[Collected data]
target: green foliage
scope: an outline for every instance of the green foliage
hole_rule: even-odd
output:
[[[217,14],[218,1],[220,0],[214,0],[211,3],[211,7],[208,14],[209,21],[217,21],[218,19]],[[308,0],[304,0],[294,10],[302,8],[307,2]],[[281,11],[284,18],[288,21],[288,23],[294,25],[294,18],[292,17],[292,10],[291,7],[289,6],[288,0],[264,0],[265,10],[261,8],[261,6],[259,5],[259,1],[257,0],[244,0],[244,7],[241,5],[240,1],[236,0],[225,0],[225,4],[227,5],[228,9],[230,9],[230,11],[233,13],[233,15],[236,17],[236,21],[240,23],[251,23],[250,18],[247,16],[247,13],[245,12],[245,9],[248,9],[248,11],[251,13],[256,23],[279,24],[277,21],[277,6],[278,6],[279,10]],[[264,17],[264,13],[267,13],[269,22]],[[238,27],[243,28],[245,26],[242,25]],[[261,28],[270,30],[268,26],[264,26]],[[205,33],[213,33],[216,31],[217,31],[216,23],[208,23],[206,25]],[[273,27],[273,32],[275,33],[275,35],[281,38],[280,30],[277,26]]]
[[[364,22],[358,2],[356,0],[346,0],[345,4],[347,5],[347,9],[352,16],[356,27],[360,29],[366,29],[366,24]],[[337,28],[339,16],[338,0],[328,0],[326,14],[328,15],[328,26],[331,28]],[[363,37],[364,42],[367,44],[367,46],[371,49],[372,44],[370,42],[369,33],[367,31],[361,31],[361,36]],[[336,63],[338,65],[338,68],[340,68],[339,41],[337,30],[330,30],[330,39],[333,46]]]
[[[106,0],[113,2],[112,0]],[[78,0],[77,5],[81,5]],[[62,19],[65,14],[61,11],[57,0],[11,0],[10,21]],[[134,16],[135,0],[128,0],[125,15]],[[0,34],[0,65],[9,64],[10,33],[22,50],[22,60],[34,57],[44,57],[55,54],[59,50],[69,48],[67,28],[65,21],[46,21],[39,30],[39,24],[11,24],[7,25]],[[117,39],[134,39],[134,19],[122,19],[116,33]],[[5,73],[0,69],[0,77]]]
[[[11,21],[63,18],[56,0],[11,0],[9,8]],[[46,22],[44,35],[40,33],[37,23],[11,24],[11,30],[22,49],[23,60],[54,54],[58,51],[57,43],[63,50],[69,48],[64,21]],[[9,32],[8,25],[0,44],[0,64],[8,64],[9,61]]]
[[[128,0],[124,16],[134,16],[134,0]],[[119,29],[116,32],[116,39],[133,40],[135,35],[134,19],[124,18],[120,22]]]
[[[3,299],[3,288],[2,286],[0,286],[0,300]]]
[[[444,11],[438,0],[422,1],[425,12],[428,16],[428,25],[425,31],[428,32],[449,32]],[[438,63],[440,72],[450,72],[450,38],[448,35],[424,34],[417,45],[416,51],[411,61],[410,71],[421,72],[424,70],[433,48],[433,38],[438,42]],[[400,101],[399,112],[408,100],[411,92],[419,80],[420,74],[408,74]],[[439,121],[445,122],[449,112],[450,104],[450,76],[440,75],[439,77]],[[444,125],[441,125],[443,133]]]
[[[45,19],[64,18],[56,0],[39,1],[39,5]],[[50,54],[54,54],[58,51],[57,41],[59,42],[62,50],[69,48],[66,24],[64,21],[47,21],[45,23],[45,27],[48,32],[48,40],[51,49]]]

** Problem requirements **
Set down all of the records shown above once more, exactly.

** Answer box **
target: green foliage
scope: an outline for every instance of the green foliage
hole_rule: even-odd
output:
[[[217,14],[218,1],[220,0],[214,0],[211,3],[211,7],[208,14],[209,21],[217,21],[218,19]],[[308,0],[304,0],[294,10],[302,8],[307,2]],[[281,11],[284,18],[288,21],[288,23],[294,25],[294,18],[292,17],[292,10],[291,7],[289,6],[288,0],[264,0],[265,10],[261,8],[261,6],[259,5],[259,1],[257,0],[244,0],[244,7],[241,5],[240,1],[236,0],[225,0],[225,4],[227,5],[228,9],[230,9],[230,11],[233,13],[233,15],[236,17],[236,21],[240,23],[251,23],[250,18],[247,16],[247,13],[245,12],[245,9],[248,9],[248,11],[251,13],[256,23],[279,24],[277,21],[277,6],[278,6],[279,10]],[[264,17],[264,13],[267,13],[269,22]],[[238,27],[243,28],[245,26],[242,25]],[[261,28],[270,30],[268,26],[264,26]],[[205,33],[213,33],[216,31],[217,31],[216,23],[208,23],[206,25]],[[273,27],[273,32],[275,33],[275,35],[281,38],[280,30],[277,26]]]
[[[364,22],[358,2],[356,0],[346,0],[345,4],[347,5],[347,9],[352,16],[356,27],[360,29],[366,29],[366,24]],[[337,28],[339,16],[338,0],[328,0],[326,14],[328,15],[328,26],[331,28]],[[363,37],[364,42],[367,44],[367,46],[371,49],[372,44],[370,42],[369,33],[367,31],[361,31],[361,36]],[[336,63],[338,65],[338,68],[340,68],[339,41],[337,30],[330,30],[330,39],[333,46]]]
[[[106,0],[113,2],[112,0]],[[78,0],[77,5],[81,5]],[[62,19],[65,14],[61,11],[57,0],[11,0],[10,21]],[[134,16],[135,0],[128,0],[125,15]],[[0,34],[0,65],[9,64],[10,33],[22,50],[22,60],[34,57],[44,57],[55,54],[59,50],[69,48],[67,28],[65,21],[46,21],[39,30],[39,24],[11,24],[7,25]],[[117,39],[134,39],[134,19],[122,19],[116,33]],[[5,73],[0,69],[0,77]]]
[[[11,21],[63,18],[56,0],[11,0],[9,8]],[[46,22],[44,35],[40,33],[37,23],[11,24],[11,30],[22,49],[23,60],[54,54],[58,51],[57,43],[63,50],[69,48],[64,21]],[[9,32],[8,25],[0,44],[0,64],[8,64],[9,61]]]
[[[128,0],[124,16],[134,16],[134,0]],[[119,29],[116,32],[116,39],[133,40],[135,35],[134,19],[124,18],[120,22]]]
[[[3,299],[3,288],[2,286],[0,286],[0,300]]]
[[[444,11],[438,0],[422,1],[425,12],[428,16],[428,25],[425,31],[428,32],[449,32]],[[438,63],[440,72],[450,72],[450,38],[448,35],[424,34],[417,45],[416,51],[411,61],[410,71],[421,72],[424,70],[433,48],[433,38],[438,42]],[[400,101],[399,112],[408,100],[411,92],[419,80],[420,74],[408,74]],[[439,121],[445,122],[449,112],[450,104],[450,76],[440,75],[439,77]],[[444,125],[441,125],[443,133]]]
[[[45,19],[64,18],[56,0],[39,1],[39,5]],[[50,54],[54,54],[58,51],[57,41],[59,42],[62,50],[69,48],[66,24],[64,21],[47,21],[45,23],[45,27],[48,32],[48,40],[51,49]]]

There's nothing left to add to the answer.